**TASK**
Exactly as given, repeat all of the entries.

BEGIN AVAILABLE DATA

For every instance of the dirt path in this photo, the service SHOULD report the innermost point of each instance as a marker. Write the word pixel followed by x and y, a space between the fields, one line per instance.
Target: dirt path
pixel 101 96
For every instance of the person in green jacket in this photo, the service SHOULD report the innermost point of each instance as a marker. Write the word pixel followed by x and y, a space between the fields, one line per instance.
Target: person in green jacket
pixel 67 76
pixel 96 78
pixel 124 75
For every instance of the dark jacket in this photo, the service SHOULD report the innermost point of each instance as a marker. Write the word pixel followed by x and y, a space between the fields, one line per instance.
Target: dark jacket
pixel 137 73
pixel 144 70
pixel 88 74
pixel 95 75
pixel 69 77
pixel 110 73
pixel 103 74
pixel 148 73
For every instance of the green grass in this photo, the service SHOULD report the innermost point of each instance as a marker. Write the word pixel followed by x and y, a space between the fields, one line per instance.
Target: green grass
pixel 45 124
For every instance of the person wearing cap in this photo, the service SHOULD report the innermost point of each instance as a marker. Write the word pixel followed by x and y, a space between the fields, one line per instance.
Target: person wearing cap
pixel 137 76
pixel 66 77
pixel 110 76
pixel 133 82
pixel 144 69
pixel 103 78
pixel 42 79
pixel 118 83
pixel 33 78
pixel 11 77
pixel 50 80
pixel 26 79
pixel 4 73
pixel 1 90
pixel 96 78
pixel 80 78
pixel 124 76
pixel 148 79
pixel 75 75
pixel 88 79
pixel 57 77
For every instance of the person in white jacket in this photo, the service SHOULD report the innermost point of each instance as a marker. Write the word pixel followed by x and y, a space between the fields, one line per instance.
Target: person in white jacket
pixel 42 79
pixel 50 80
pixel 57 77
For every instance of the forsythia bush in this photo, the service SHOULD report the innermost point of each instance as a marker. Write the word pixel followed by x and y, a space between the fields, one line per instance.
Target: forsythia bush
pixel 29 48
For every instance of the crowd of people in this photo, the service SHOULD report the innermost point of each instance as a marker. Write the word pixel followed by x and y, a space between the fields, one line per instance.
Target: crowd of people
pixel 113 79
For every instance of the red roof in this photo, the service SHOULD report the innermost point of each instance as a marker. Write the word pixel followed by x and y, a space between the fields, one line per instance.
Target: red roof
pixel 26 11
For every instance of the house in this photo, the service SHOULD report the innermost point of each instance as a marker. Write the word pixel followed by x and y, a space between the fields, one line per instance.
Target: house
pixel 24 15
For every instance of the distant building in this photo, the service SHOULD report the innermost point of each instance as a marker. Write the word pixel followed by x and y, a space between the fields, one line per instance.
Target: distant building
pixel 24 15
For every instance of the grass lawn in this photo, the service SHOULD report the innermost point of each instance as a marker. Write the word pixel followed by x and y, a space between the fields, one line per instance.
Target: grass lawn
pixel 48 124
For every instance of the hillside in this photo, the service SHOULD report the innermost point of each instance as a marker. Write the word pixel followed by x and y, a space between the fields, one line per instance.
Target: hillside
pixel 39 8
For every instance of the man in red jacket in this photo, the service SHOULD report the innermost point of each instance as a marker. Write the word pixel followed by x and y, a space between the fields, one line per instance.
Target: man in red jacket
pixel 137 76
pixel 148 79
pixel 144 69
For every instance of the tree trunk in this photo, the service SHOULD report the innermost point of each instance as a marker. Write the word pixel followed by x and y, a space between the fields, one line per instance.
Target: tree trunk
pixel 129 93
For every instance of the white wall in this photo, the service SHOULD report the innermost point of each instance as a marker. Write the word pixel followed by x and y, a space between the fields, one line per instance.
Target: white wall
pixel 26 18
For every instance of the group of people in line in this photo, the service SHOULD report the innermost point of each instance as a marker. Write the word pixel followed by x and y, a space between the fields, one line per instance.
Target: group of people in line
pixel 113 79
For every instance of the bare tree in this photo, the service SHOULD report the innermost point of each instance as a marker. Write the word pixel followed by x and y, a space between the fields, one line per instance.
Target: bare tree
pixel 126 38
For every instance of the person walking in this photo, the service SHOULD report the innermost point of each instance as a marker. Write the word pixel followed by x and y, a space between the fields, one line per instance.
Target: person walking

END AVAILABLE DATA

**RESULT OF THE TASK**
For every instance of the dirt path in this photo, the service SHOULD report the innermost point of each instance as a marker. Write the word pixel followed by x and y, a space between the fields, one line per instance.
Target: dirt path
pixel 101 96
For every instance of the person in green jacket in this photo, the service SHOULD report the innermost point of each instance as a marker. Write the word pixel followed by x and y, a space between the fields, one line per instance.
Target: person in green jacket
pixel 67 76
pixel 96 78
pixel 124 75
For every instance of the dark jacket in this photo, the service SHOULD report the innermost point of each instance as a marker. Write the word pixel followed by x and y, a space between the fields, one line per instance.
Target: dark jacket
pixel 137 73
pixel 144 70
pixel 88 74
pixel 95 75
pixel 69 77
pixel 110 73
pixel 103 74
pixel 148 73
For every instance of the green grass in this photo, the service SHOULD report the innermost point of each instance as a marker. Write the word pixel followed by x and y, a space between the fields, one line per instance.
Target: green grass
pixel 45 124
For every instance of the person wearing cap in this photo, the service SHOULD report the innermost point of each instance as a marker. Write the word pixel followed by x and y, a space between the fields, one line per instance.
Target: person wearing cap
pixel 137 76
pixel 66 77
pixel 110 76
pixel 133 82
pixel 144 69
pixel 103 78
pixel 42 79
pixel 118 83
pixel 33 78
pixel 11 77
pixel 50 80
pixel 26 79
pixel 4 73
pixel 1 90
pixel 96 78
pixel 80 78
pixel 124 76
pixel 148 79
pixel 75 75
pixel 88 79
pixel 57 77
For every instance of the person in white jacket in this photo, the service SHOULD report the innermost point of each instance as a marker. Write the word pixel followed by x and y, a space between the fields, one line per instance.
Target: person in white jacket
pixel 42 79
pixel 50 80
pixel 57 77
For every instance of the forsythia bush in this photo, the service SHOULD report the innermost point of each instance as a marker. Write the word pixel followed by x and y, a space between the fields, one line per instance.
Target: forsythia bush
pixel 29 48
For every instance of the crowd of people in this photo, the service SHOULD report the innermost point of each instance as a marker. Write the word pixel followed by x and y, a space between the fields, one line per instance.
Target: crowd of people
pixel 113 79
For every instance of the red roof in this photo, the service SHOULD report the innermost point of each instance as a marker. Write the word pixel followed by x and y, a space between the fields, one line per instance.
Target: red roof
pixel 26 11
For every instance of the house in this photo, the service SHOULD report the innermost point of each instance as a marker. Write the word pixel followed by x and y, a space between the fields, one line per instance.
Target: house
pixel 24 15
For every instance of the distant building in this photo, the service SHOULD report the innermost point of each instance as a marker. Write the word pixel followed by x and y, a space between the fields, one line per instance.
Target: distant building
pixel 24 15
For every instance of the grass lawn in this photo, the service SHOULD report the innermost point of each instance as a marker. Write the word pixel followed by x and y, a space between the fields, one line per instance.
Target: grass lawn
pixel 48 124
For every instance of the hillside in this photo, the service SHOULD report the innermost point of each instance as a marker. Write the word pixel followed by x and y, a space between the fields, one line per instance.
Target: hillside
pixel 39 8
For every instance of the man in red jacket in this photo, the service SHOULD report the innermost point of each instance as a marker. Write the word pixel followed by x and y, a space between the fields, one line per instance.
Target: man in red jacket
pixel 137 76
pixel 148 79
pixel 144 69
For every instance of the tree trunk in this photo, the service SHOULD report the innermost point of each instance as a marker. Write the word pixel followed by x and y, a space between the fields, one line per instance.
Target: tree trunk
pixel 129 93
For every instance of the white wall in this photo, the service SHOULD report the innermost point of each instance as a marker. Write the word pixel followed by x and y, a space between the fields, one line per instance.
Target: white wall
pixel 26 18
For every instance of the group of people in line in this photo, the service SHOULD report the innermost point of each instance as a marker. Write the word pixel followed by x and y, a space between the fields, one line per instance.
Target: group of people in line
pixel 113 79
For every instance of the bare tree in this photo, the service SHOULD report the innermost point of each instance as a marker. Write the word pixel followed by x and y, a space between the fields, one line per instance.
Target: bare tree
pixel 126 38
For every instance of the person walking in this photo, the service SHOULD report the innermost point of each instance as a marker. Write the word pixel followed by x and y, a space between the fields, one line per instance.
Target: person walking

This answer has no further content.